● Task requirements:
Emit the data below verbatim, stripping out any pictures.

● Data supplied:
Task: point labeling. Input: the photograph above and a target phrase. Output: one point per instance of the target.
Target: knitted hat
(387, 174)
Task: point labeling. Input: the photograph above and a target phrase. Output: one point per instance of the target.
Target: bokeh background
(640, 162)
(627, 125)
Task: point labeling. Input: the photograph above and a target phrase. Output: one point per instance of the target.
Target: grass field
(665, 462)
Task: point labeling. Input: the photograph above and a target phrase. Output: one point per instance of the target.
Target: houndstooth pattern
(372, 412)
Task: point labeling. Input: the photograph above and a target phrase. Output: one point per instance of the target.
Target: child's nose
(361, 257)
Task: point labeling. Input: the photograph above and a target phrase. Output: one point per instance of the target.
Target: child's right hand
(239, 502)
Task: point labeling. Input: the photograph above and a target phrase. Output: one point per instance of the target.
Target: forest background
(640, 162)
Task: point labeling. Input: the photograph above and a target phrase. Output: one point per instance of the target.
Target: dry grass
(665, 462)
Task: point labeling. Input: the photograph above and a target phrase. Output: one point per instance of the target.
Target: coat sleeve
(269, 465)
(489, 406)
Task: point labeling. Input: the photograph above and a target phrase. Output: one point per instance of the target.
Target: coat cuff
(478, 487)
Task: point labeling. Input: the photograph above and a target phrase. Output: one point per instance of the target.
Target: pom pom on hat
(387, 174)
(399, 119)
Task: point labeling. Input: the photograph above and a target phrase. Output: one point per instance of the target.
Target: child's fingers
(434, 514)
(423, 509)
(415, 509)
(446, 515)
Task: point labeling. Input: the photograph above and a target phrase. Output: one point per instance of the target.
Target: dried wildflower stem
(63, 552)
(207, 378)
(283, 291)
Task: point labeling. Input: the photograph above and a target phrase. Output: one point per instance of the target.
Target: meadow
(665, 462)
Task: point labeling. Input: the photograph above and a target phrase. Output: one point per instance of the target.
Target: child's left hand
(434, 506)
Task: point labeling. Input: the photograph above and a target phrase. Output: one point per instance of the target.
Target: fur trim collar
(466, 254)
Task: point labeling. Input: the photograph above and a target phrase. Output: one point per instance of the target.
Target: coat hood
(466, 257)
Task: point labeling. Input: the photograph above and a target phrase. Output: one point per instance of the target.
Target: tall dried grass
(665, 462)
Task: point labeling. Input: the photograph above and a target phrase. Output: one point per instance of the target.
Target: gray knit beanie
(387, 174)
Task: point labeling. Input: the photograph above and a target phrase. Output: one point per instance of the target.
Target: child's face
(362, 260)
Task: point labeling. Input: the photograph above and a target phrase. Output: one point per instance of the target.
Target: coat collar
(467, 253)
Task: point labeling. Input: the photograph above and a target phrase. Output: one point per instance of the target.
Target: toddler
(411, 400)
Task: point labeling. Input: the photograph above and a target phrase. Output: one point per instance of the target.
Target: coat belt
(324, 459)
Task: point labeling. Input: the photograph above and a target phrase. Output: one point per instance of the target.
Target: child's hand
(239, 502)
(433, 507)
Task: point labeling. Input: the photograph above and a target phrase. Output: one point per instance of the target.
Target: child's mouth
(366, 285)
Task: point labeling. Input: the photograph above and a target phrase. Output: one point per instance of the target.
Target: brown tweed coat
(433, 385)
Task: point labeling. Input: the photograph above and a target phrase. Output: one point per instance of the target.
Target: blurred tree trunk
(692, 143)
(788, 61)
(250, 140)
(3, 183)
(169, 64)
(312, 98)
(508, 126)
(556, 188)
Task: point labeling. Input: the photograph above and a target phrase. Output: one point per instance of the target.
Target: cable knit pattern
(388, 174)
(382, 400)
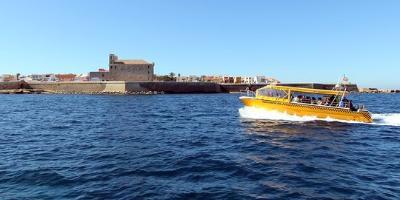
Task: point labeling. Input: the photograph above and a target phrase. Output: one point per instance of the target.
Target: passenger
(301, 98)
(341, 104)
(352, 107)
(313, 100)
(319, 102)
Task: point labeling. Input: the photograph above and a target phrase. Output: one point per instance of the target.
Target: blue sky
(293, 41)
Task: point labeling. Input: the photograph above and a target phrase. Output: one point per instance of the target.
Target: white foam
(390, 119)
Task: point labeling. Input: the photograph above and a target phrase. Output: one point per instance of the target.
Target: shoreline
(132, 88)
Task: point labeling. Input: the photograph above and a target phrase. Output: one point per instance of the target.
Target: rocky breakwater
(110, 87)
(173, 87)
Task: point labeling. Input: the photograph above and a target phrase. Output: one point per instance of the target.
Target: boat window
(272, 93)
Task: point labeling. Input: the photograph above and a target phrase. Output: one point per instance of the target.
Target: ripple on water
(190, 147)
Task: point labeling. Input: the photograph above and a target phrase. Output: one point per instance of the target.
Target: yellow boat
(322, 104)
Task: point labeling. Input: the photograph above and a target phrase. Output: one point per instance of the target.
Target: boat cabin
(331, 98)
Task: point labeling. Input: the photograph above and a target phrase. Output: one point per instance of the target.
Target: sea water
(199, 146)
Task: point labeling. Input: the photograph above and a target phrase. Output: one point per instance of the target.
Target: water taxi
(322, 104)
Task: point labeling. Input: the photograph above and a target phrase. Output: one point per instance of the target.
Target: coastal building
(65, 77)
(213, 79)
(43, 77)
(190, 78)
(125, 70)
(260, 79)
(237, 79)
(8, 78)
(247, 80)
(228, 79)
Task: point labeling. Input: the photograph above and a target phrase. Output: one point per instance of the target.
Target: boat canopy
(305, 90)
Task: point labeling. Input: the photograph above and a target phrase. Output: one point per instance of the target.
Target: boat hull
(321, 112)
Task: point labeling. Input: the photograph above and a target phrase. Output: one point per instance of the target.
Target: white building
(260, 79)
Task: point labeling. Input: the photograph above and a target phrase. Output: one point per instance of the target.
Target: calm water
(190, 147)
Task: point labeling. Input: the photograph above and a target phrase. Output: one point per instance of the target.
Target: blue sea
(194, 146)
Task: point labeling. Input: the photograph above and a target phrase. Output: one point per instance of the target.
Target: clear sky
(293, 41)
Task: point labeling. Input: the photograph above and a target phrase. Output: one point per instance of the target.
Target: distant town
(134, 70)
(138, 70)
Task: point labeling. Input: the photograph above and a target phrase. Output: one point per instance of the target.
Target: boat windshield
(323, 100)
(272, 93)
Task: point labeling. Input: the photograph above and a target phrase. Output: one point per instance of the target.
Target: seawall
(79, 87)
(121, 87)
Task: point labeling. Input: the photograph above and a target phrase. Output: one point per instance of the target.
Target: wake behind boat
(306, 102)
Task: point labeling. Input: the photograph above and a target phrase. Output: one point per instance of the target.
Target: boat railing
(247, 93)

● Result:
Task: point labeling. Input: the photograph above and a target phrase. Output: one point per instance of the target.
Target: knitted hat
(387, 174)
Task: point labeling. Input: the photograph above and a target phrase. Output: one point per instance of the target.
Target: bokeh background
(640, 162)
(627, 125)
Task: point labeling. Input: the photograph above and a target phrase. Output: one point per instance of the target.
Target: grass field
(665, 462)
Task: point labeling. Input: the photograph above and a target phrase. Output: one point per instance of the target.
Target: houndstooth pattern
(372, 412)
Task: point labeling. Input: the photograph above and a target phrase. Output: one point per instance of the target.
Target: child's nose
(361, 257)
Task: point labeling. Input: the photograph above and a target phrase. Output: one point per instance of the target.
Target: child's right hand
(239, 502)
Task: point labeling. Input: the photograph above and a target phrase. Output: one point per instance of the target.
Target: forest background
(640, 162)
Task: point labeling. Input: the photograph above and a target phrase. Output: one point per instance of the target.
Target: dry grass
(665, 462)
Task: point labeling. Input: the photograph above and a target phrase. Output: one point per instance of the target.
Target: coat sleeve
(269, 465)
(489, 406)
Task: point labeling. Input: the photograph above and a target phrase. Output: one point per instance of the target.
Target: coat cuff
(478, 487)
Task: point labeling. Input: the photograph above and a target phrase. Output: one point per instance of the target.
Target: pom pom on hat
(387, 174)
(399, 119)
Task: point labeling. Input: the photograph above and a target phrase. Output: one point per instance of the target.
Target: child's fingers
(434, 514)
(423, 509)
(415, 509)
(446, 515)
Task: point labeling. Input: the photograph above and a target phrase. Output: one point per instance of the target.
Target: dried wildflower stem
(63, 552)
(207, 378)
(283, 291)
Task: point labeling. Input: the photograph above and a target phrase. Output: one point per instance of the target.
Target: meadow
(665, 462)
Task: point labeling. Input: the photograph above and a target phrase. Output: one point per instance of the target.
Target: child's left hand
(434, 506)
Task: point labeling. Input: the photograph above and a target phrase. Output: one point per instance of the target.
Target: fur trim collar
(466, 254)
Task: point labeling. Input: the photograph above and a target phrase. Output: one point per instance of the target.
Target: coat hood
(466, 257)
Task: point labeling. Input: the photograph above and a target phrase. Output: one point per instance of the target.
Target: tall dried grass
(665, 462)
Task: point labeling. Input: the photograph above and a target phrase. Output: one point per instance of the target.
Target: gray knit beanie
(387, 174)
Task: point labeling. Input: the photograph above and a target phrase. Output: one point per instance of the target.
Target: child's face
(362, 260)
Task: point labeling. Input: the photograph above and a target phrase. Output: one point per instance of the target.
Target: coat collar
(467, 253)
Task: point labeling. Input: the photograph above and a target phrase. Output: one point per instance of the target.
Target: toddler
(411, 400)
Task: point labeling. Input: the photograph above and a target phrase. Output: one point per instance of the target.
Target: coat belt
(324, 459)
Task: point labeling. Input: the photograph above and a target phrase. Output: one point per instance of the target.
Target: child's hand
(239, 502)
(433, 507)
Task: point labeling. Input: the photograph above and a target phrase. Output: one point per instance of the target.
Target: child's mouth
(366, 285)
Task: point labeling. Input: the photograph above and a target phrase. Output: one point per instance of the target.
Target: brown tweed coat
(433, 385)
Task: point labeling. Input: the photograph above and a target phrase. Output: one point per instance of the target.
Target: blurred tree trunk
(692, 143)
(788, 61)
(250, 140)
(3, 183)
(169, 64)
(312, 98)
(508, 126)
(556, 188)
Task: point labeling. Input: the photograph above and a target phrase. Output: one point per instance of the target.
Target: cable knit pattern
(388, 174)
(382, 400)
Task: point labeling. Input: the photograph above and a target phrase. Output: one point per instance of the target.
Target: passenger
(301, 98)
(341, 104)
(352, 107)
(313, 100)
(319, 102)
Task: point labeling. Input: the photograph above and a target phrase. Output: one point per instance of the target.
Target: blue sky
(293, 41)
Task: point labeling. Input: the photograph above and a target phrase. Output: one point per instance of the target.
Target: white foam
(390, 119)
Task: point labeling. Input: the photograph above and a target phrase. Output: one point per instance of the target.
Target: shoreline
(132, 88)
Task: point labeling. Input: the photograph above and a target phrase. Output: one point per instance of the target.
Target: rocky breakwater
(110, 87)
(173, 87)
Task: point labeling. Input: the photograph above and a target phrase. Output: one point per instance of the target.
Target: boat window
(272, 93)
Task: point labeling. Input: the photograph above and a target phrase. Output: one point per instance of the target.
Target: ripple on water
(190, 147)
Task: point labeling. Input: the photograph above and a target phrase. Output: one point per instance of the target.
Target: yellow boat
(322, 104)
Task: point labeling. Input: the photograph above and a target phrase. Output: one point per instance of the target.
Target: boat cabin
(331, 98)
Task: point labeling. Input: the photograph above and a target phrase. Output: one point per instance of the target.
Target: sea water
(199, 146)
Task: point labeling. Input: the photograph above and a target phrase. Output: one point per instance of the target.
Target: water taxi
(322, 104)
Task: point labeling. Input: the photograph above and a target phrase. Output: one point per instance of the target.
Target: coastal building
(65, 77)
(213, 79)
(43, 77)
(190, 78)
(125, 70)
(260, 79)
(237, 79)
(8, 78)
(247, 80)
(228, 79)
Task: point labeling. Input: the photograph above and a target phrase. Output: one point per instance of the target.
Target: boat canopy
(305, 90)
Task: point labeling. Input: the photograph above and a target phrase. Output: one point per instance of the target.
Target: boat hull
(321, 112)
Task: point labeling. Input: the photograph above and a target phrase. Output: one point per instance of the target.
Target: white building
(260, 79)
Task: point labeling. Input: the photograph above and a target phrase. Output: one point per instance of the target.
Target: calm water
(190, 147)
Task: point labeling. Input: the photograph above and a target phrase. Output: one point per instance of the target.
Target: blue sea
(194, 146)
Task: point labeling. Input: the photograph above and a target phrase. Output: one point per instance of the target.
Target: clear sky
(293, 41)
Task: point labeling. Input: the photograph above and a target phrase. Output: one point per instance of the target.
Target: distant town
(134, 70)
(138, 70)
Task: point labeling. Input: the photograph above and a target phrase. Output: one point per instance of the target.
Target: boat windshield
(323, 100)
(272, 93)
Task: point labeling. Input: the photograph above and a target phrase. Output: one point per instance of the target.
Target: seawall
(79, 87)
(121, 87)
Task: point labeling. Input: the photograph above and a target phrase. Output: one point per instance of the target.
Target: wake behind boat
(306, 102)
Task: point labeling. Input: the photograph above and a target phrase. Output: one point per instance of the target.
Target: boat railing
(247, 93)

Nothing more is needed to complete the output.